** Requirement **
Write out these records again, switching each "Indicate" for "Mark" and leaving everything else unchanged.

[Point annotation records]

___

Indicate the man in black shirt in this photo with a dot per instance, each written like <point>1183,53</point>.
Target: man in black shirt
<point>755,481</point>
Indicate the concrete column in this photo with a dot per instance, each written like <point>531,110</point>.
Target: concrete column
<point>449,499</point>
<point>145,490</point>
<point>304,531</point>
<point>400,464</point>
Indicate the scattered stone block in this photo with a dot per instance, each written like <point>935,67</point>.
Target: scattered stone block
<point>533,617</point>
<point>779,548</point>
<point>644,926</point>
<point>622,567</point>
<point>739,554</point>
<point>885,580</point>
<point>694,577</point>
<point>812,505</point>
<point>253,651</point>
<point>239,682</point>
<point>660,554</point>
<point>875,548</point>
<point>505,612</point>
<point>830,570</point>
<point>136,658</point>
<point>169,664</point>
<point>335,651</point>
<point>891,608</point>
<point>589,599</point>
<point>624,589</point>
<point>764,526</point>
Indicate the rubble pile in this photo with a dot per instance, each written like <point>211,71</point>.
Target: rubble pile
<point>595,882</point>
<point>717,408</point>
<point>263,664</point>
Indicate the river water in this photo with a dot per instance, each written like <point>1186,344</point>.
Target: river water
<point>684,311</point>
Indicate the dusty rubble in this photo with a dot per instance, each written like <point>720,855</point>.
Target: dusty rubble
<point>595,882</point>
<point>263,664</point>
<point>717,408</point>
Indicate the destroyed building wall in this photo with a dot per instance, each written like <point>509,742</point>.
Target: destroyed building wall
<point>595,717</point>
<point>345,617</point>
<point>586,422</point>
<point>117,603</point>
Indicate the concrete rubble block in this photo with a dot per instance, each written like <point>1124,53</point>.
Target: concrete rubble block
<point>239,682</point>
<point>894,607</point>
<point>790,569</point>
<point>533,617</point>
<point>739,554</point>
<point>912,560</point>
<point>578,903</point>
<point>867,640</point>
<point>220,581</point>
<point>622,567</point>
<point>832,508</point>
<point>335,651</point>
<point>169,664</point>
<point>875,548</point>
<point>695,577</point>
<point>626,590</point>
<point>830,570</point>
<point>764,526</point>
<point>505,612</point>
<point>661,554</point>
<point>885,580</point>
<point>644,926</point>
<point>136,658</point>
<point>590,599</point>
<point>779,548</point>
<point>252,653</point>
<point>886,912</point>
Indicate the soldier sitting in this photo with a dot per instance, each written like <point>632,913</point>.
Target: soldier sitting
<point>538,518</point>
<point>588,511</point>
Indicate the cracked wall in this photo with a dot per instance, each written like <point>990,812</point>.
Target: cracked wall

___

** The result **
Mark the man in black shirt in this photo with a dot per instance, each written like <point>1183,53</point>.
Target: man in black shirt
<point>755,481</point>
Mark the concrete column in this photo with a dot per instance, each written like <point>531,110</point>.
Target: concrete column
<point>449,499</point>
<point>145,490</point>
<point>304,531</point>
<point>400,464</point>
Mark the scattered stone block in this photo with a dot per instance, each written like <point>935,67</point>.
Target: scattered stone block
<point>533,617</point>
<point>779,548</point>
<point>644,926</point>
<point>622,567</point>
<point>739,554</point>
<point>885,580</point>
<point>694,577</point>
<point>812,505</point>
<point>253,651</point>
<point>239,682</point>
<point>660,554</point>
<point>875,548</point>
<point>505,612</point>
<point>830,570</point>
<point>136,658</point>
<point>169,664</point>
<point>335,651</point>
<point>891,608</point>
<point>589,599</point>
<point>624,589</point>
<point>764,526</point>
Mark the rubble pile in this photo with a dot per instance, each written like <point>211,71</point>.
Target: rubble pile
<point>595,882</point>
<point>717,408</point>
<point>263,664</point>
Mark the river water in this photo with a dot per instance, each written like <point>1186,344</point>.
Target: river water
<point>684,311</point>
Mark the dusty rubble in this photo with a dot per instance, each written like <point>720,855</point>.
Target: dusty rubble
<point>595,882</point>
<point>263,664</point>
<point>717,408</point>
Mark the destroyed building wall in this photo with a dot per instance, each written like <point>509,742</point>.
Target: destroyed building wall
<point>595,717</point>
<point>345,617</point>
<point>586,422</point>
<point>117,603</point>
Mark the concrete rubble block in this photo with a dot per instance, each written like <point>1124,53</point>.
Target: concrete rubble block
<point>239,682</point>
<point>894,607</point>
<point>790,569</point>
<point>533,617</point>
<point>739,554</point>
<point>912,560</point>
<point>578,903</point>
<point>867,640</point>
<point>220,581</point>
<point>622,567</point>
<point>832,508</point>
<point>335,651</point>
<point>169,664</point>
<point>875,548</point>
<point>695,577</point>
<point>626,590</point>
<point>830,570</point>
<point>764,526</point>
<point>505,612</point>
<point>661,554</point>
<point>885,580</point>
<point>644,926</point>
<point>136,658</point>
<point>590,599</point>
<point>779,548</point>
<point>252,653</point>
<point>886,912</point>
Mark the soldier sitting in this photo with a dot per instance, each written like <point>632,913</point>.
Target: soldier sitting
<point>538,518</point>
<point>588,511</point>
Mark the cracked wall in this photo with a dot per instance, each written like <point>990,812</point>.
Target: cracked wall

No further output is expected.